Exercises>
- A) Decide whether each statement agrees with the report on the romaine lettuce E. coli outbreak, answering yes or no and quoting the deciding words of the report: (i) at least 58 people in the U.S. and Canada became ill in the past seven weeks; (ii) the FDA has advised consumers to avoid eating romaine lettuce; (iii) infections in the U.S. have been confirmed in 13 states.
- B) Write the next part of the report on the romaine lettuce E. coli outbreak, picking up after its final sentence.

Extracted text>

Food safety experts at Consumer Reports are advising people in the U.S. and Canada to stop eating romaine lettuce after an outbreak of E. coli, including at least two cases in Connecticut.
In the past seven weeks, at least 58 people in the U.S. and Canada have become ill from E. coli believed to be linked to romaine lettuce.
One person in each country has died.
In the U.S., the infections have been confirmed in 13 states — California, Connecticut, Illinois, Indiana, Michigan, Nebraska, New Hampshire, New York, Ohio, Pennsylvania, Virginia, Vermont, and Washington.
At least two Connecticut cases were reported to the federal Centers for Disease Control and Prevention.
Until the cause of the current outbreak is known and the food is removed from shelves, Consumer Report’s experts say consumers should avoid eating any romaine lettuce.
Neither the U.S. Food and Drug Administration nor the CDC has made that recommendation.
The source of the E. coli food poisoning is being investigated by FDA and CDC, along with public health officials in Canada.

(Extracted data entries)
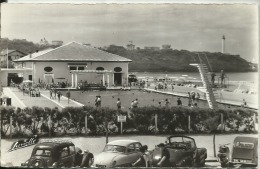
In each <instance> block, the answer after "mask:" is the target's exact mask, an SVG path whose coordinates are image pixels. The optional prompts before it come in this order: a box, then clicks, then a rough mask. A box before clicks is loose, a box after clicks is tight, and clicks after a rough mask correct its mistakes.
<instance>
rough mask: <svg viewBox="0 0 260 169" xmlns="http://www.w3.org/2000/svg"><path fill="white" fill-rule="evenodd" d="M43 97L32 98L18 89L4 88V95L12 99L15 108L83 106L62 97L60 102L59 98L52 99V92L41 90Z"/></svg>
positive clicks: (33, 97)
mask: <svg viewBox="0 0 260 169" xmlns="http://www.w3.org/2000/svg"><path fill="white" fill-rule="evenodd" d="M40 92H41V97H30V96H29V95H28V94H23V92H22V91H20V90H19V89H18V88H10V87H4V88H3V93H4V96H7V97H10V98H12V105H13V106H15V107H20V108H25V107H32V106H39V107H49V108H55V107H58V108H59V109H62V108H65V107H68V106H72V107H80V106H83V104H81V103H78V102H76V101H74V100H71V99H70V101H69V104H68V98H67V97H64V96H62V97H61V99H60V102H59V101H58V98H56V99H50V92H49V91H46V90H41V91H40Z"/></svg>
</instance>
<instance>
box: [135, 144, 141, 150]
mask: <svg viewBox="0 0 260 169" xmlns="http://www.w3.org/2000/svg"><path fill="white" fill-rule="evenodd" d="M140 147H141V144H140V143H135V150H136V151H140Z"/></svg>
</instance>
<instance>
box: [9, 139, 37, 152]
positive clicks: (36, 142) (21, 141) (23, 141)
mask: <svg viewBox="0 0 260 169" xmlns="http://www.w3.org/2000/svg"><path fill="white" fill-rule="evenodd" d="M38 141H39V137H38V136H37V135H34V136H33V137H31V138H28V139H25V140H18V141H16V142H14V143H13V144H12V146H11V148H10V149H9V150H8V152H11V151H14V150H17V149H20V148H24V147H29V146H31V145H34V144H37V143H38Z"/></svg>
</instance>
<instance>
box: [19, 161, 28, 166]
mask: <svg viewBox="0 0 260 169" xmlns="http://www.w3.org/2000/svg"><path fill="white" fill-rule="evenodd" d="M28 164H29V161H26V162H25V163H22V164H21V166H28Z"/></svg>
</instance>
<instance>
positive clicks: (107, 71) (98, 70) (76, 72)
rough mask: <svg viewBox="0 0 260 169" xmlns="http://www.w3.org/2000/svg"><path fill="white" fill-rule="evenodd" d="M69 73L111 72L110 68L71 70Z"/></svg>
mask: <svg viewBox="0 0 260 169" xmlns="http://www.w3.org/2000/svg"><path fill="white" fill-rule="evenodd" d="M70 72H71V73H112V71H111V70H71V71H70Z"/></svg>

==

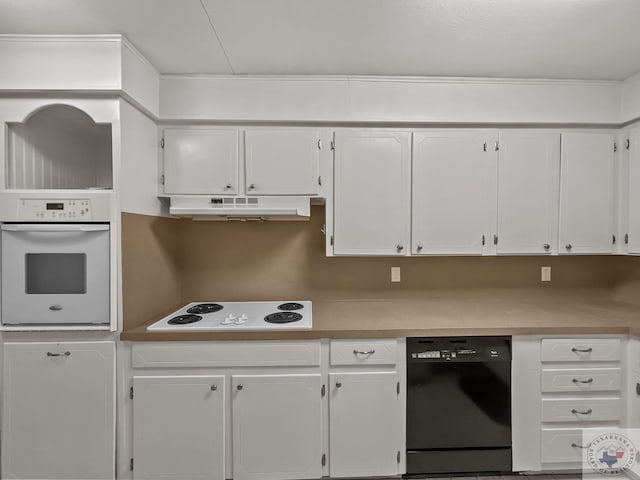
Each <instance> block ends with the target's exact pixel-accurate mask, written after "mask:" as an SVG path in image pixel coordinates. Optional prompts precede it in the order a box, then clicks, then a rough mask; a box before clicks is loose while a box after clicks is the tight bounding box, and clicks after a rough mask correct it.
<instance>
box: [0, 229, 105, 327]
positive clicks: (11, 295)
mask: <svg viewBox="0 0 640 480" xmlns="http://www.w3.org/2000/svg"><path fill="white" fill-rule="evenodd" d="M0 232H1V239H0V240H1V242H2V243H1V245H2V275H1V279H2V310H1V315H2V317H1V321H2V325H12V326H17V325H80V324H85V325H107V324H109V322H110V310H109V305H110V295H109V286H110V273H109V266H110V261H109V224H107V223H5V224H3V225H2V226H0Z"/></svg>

==

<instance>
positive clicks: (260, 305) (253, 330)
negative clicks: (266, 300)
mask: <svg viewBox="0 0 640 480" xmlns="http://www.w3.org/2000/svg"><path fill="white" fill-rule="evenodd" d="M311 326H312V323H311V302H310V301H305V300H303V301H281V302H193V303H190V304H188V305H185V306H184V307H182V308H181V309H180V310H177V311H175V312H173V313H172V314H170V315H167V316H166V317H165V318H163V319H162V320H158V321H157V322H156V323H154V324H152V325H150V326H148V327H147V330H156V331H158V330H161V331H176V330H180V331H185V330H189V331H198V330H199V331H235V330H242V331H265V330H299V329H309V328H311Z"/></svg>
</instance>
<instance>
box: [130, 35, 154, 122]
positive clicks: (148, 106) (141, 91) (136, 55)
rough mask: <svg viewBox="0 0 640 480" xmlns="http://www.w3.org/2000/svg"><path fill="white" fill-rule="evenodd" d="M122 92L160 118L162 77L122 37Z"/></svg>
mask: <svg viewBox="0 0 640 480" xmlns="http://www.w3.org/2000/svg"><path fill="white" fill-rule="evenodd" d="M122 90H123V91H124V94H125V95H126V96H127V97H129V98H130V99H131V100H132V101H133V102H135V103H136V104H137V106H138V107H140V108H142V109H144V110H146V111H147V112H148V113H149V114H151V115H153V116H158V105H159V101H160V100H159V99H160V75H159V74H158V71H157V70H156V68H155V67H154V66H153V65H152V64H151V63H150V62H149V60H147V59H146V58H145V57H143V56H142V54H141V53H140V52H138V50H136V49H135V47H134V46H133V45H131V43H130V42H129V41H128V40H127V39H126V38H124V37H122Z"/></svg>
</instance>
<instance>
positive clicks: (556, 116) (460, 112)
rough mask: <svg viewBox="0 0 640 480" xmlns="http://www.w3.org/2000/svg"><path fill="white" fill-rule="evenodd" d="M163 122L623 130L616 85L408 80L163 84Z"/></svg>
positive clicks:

Results>
- A)
(i) Yes: "In the past seven weeks, at least 58 people in the U.S. and Canada have become ill from E. coli believed to be linked to romaine lettuce."
(ii) No: "Neither the U.S. Food and Drug Administration nor the CDC has made that recommendation."
(iii) Yes: "In the U.S., the infections have been confirmed in 13 states"

- B)
Canadian health authorities identified romaine lettuce as the source of the outbreak in their country, and since Dec. 14 have been advising people in the country’s eastern provinces to consider eating other types of salad greens until further notice.
In the U.S., government health officials are investigating the outbreaks, but have stopped short of recommending people avoid romaine lettuce or any other food.
“Even though we can’t say with 100 percent certainty that romaine lettuce is the cause of the E. coli outbreak in the U.S., a greater degree of caution is appropriate given that romaine lettuce is almost always consumed raw,” said James Rogers, director of food safety and research at Consumer Reports.
Symptoms of E. coli include stomach cramps, diarrhea, and vomiting.